**Text excerpt**
Sunday, November 6, 2016

Sumner, Sumner and Sumner

Sumner: It is not particularly surprising that people comport themselves towards others in a variety of ways depending on the social relation the two share. Someone interested in physics who is thinking of going to grad school to study quantum mechanics will likely pay much more attention (allocate more cognitive resources) to a physicist lecturer than someone who harbors no attraction towards natural science whatsoever. One of the ways that social relation is determined is through speech, i.e., talker variation. In this short paper, Sumner argues that voice cues activate social recognition very early and quickly. One consequence of this proposition is that not all spoken language encounters are created equal. Rather, encounters in specialized social contexts (like a mother slowly pronouncing “center” with a hard ’t’ sound to help her child pronounce it) are weighted more heavily than run of the mill encounters (like someone casually pronouncing “center” without the hard ’t’ sound).

Sumner + Kataoka: The experiment in this paper demonstrates the ‘social weighting’ mentioned in the previous paper. Participants were asked to recognize and recall words spoken by people with a variety of accents (General English, British English and New York City accent). It was found that people had higher rates of false recall when it came to the NYC accent than to BE; this is perhaps because BE is ‘socially weighted’ more heavily than NYC accents, meaning that we prioritize semantically encoding what we hear when said with a British accent over a NYC accent.

Sumner + King: The goal of this paper was to investigate the extent to which words are interpreted in speaker specific ways. To this end, two speakers, one an African American man in his 80s and the other a White American woman in her 30s read a long list of words. Participants listened to the words and then typed the first word that came to mind. For many, in fact the majority, of the words the participants agreed on the word that came to mind; however, there was significant divergence (e.g., the word “yeast” was associated with “bread” when said by the man, but associated with “infection” when spoken by the woman), lending credence to the theory that this paper set out to prove, namely that words are interpreted differently based on characteristics of the speaker.

**Information supplied**

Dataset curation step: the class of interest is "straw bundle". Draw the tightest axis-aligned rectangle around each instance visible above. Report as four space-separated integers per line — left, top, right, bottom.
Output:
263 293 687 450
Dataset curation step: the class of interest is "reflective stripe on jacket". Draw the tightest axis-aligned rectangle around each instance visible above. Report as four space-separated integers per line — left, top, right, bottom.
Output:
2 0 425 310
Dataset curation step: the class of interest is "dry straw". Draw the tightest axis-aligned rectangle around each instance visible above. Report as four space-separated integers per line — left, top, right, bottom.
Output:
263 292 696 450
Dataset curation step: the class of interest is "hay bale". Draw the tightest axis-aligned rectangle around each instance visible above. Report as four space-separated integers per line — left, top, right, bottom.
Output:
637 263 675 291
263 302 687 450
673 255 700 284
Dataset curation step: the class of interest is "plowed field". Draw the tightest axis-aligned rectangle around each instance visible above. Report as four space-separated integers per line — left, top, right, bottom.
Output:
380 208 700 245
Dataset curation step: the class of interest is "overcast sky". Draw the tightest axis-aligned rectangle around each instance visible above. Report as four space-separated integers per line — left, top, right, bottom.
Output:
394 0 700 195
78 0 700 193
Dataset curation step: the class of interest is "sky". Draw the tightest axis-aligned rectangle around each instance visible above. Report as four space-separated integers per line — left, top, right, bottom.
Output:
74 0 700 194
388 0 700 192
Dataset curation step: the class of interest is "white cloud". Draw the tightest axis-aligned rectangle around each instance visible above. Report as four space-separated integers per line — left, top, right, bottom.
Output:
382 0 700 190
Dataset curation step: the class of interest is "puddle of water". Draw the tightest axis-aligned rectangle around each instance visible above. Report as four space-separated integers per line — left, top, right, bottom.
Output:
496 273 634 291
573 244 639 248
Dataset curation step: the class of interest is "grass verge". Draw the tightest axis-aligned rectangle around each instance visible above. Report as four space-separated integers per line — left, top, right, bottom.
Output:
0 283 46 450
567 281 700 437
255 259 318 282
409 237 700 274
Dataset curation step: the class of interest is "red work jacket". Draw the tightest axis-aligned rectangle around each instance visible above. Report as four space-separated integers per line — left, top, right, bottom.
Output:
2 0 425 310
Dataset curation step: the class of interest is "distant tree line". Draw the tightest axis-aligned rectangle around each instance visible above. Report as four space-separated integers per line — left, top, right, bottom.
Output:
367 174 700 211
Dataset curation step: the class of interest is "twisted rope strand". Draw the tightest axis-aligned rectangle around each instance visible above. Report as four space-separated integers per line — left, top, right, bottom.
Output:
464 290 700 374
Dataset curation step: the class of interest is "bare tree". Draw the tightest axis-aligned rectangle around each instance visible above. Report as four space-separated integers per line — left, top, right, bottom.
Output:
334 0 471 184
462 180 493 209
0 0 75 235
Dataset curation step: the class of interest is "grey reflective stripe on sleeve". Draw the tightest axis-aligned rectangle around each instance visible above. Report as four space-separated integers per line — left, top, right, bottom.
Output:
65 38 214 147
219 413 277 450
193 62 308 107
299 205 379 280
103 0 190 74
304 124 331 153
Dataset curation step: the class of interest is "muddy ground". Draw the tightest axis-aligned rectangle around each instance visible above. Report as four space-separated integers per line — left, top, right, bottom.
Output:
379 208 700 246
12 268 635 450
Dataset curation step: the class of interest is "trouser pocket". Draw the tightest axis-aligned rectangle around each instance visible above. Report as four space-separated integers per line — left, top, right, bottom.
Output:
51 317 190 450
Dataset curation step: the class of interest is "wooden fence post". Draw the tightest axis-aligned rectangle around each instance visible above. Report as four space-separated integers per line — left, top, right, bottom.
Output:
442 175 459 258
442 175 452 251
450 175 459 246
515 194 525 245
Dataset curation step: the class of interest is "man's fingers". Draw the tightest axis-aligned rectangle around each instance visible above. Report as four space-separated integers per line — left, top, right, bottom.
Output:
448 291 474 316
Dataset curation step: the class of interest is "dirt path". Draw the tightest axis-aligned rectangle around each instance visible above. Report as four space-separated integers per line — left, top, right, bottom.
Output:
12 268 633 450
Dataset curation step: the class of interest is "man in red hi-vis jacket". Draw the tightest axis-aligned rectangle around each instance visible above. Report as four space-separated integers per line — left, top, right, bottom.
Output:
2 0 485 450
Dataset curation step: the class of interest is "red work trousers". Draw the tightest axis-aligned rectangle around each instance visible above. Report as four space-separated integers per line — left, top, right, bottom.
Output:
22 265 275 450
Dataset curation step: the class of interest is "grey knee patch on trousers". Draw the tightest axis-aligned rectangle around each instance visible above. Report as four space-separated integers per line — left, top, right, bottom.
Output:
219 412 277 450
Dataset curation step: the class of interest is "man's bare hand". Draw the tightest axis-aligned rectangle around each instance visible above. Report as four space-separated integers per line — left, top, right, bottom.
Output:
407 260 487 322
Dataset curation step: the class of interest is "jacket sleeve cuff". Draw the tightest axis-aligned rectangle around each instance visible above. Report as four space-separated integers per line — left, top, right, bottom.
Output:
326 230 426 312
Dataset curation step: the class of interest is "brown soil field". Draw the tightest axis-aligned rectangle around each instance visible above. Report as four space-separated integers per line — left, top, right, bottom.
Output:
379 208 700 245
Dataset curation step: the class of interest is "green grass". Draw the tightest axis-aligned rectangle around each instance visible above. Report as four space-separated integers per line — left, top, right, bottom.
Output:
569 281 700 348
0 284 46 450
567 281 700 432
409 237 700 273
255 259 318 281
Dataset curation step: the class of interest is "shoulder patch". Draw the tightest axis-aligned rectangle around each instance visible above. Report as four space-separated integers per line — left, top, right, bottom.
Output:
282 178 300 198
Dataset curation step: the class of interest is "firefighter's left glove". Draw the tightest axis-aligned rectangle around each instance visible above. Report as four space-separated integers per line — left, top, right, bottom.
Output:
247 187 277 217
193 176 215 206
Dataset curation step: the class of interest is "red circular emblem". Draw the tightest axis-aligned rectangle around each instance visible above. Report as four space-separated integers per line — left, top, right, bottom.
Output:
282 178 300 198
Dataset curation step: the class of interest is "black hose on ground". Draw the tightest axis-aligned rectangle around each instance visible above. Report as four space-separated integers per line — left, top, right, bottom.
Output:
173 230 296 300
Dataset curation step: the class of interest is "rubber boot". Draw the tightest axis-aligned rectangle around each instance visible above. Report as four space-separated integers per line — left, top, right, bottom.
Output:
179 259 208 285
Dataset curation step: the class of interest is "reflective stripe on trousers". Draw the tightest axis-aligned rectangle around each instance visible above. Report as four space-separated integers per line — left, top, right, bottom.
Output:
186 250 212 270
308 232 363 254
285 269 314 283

**Assignment 1**
In the post on Sumner's papers, what word did listeners link to "yeast" when the woman said it?
**Assignment 2**
From the post on Sumner's papers, set down the part starting at "Sumner + King: The" and ending at "of the speaker.".
The lines have nothing to do with this work.

**Exercise answer 1**
Infection.

**Exercise answer 2**
Sumner + King: The goal of this paper was to investigate the extent to which words are interpreted in speaker specific ways. To this end, two speakers, one an African American man in his 80s and the other a White American woman in her 30s read a long list of words. Participants listened to the words and then typed the first word that came to mind. For many, in fact the majority, of the words the participants agreed on the word that came to mind; however, there was significant divergence (e.g., the word “yeast” was associated with “bread” when said by the man, but associated with “infection” when spoken by the woman), lending credence to the theory that this paper set out to prove, namely that words are interpreted differently based on characteristics of the speaker.